### [WHAT TO WORK ON]
Copy out the entries below in full and exactly.

____ RECORDS SUPPLIED

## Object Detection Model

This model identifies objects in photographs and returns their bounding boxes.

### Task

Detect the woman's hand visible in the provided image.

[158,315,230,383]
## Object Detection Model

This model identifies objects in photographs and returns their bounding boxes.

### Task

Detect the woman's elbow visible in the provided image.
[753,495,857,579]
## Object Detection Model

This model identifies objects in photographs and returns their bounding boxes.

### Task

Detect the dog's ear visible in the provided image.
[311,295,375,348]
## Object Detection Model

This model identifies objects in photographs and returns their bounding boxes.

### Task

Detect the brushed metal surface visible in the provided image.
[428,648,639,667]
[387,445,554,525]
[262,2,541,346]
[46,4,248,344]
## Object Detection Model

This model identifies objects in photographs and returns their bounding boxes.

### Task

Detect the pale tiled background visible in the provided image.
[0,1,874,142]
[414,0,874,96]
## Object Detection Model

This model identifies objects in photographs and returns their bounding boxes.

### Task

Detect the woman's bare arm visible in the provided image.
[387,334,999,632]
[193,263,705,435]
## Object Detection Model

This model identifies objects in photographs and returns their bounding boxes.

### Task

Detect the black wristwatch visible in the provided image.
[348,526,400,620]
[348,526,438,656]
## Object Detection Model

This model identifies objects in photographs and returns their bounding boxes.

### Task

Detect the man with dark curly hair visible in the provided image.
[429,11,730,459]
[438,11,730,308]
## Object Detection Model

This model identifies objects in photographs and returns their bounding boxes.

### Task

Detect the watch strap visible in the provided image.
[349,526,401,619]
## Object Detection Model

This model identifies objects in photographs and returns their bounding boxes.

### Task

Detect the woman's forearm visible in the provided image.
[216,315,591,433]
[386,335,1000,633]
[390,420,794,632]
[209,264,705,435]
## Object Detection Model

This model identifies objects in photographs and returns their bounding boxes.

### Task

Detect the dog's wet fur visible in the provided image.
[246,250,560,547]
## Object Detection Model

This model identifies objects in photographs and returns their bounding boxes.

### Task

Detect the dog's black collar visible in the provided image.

________

### [TASK SOLUTION]
## Object Detection Model

This model identifies objects in photographs and returns their bounding boxes.

### Task

Detect the woman's hand visible in the provided image.

[158,315,230,383]
## Object Detection Model

This model identifies objects in photographs and returns their bounding boxes.

### Task

Detect the woman's elbow visible in the provided image.
[753,495,857,579]
## Object Detection Model

This model identifies objects in photographs and returns their bounding boxes.

### Task

Detect the dog's ear visible in the provided image.
[311,295,375,348]
## Object Detection Model

This model identifies objects in photographs and returns their bounding boxes.

### Task

Detect the brushed metal surface visible in the provided image.
[428,648,639,667]
[387,445,554,525]
[262,2,541,346]
[46,4,248,344]
## Object Detection Model

This model identifies objects in photographs and returns their bounding boxes.

### Task

Detect the pale tiled background visible in the provided image.
[0,1,874,142]
[414,0,874,96]
## Object Detection Model

This model identifies objects in photographs and returns their bounding boxes.

### Task

Detect the woman's bare arm visible in the provided image.
[387,334,999,632]
[193,263,705,435]
## Object Detection Model

This model identifies objects in photographs and returns their bounding boxes.

### Task

Detect the black wristwatch visible in the provided image.
[348,526,400,620]
[348,526,438,656]
## Object Detection Model

This model identifies objects in photographs and returns their bounding boxes.

### Task

Detect the man with dark curly hair visible in the provided image.
[429,11,730,459]
[438,11,730,308]
## Object Detection Model

This model identifies objects in photographs and returns their bounding boxes.

### Task

Detect the watch strap visible in the provided image.
[349,526,401,619]
## Object Detection Model

This model identifies objects in photographs and returns their bounding boxes.

### Task

Detect the woman's forearm visible in the provided image.
[216,315,591,433]
[386,335,1000,633]
[390,420,794,632]
[209,264,705,435]
## Object Detection Model

This model identifies objects in photographs and returns their bounding boxes.

### Task

Detect the dog's wet fur visible in the provided image.
[246,250,560,547]
## Object Detection Model

This model identifies objects in photographs and returns their bounding boxes.

### Task

Detect the dog's black collar visible in the provided image.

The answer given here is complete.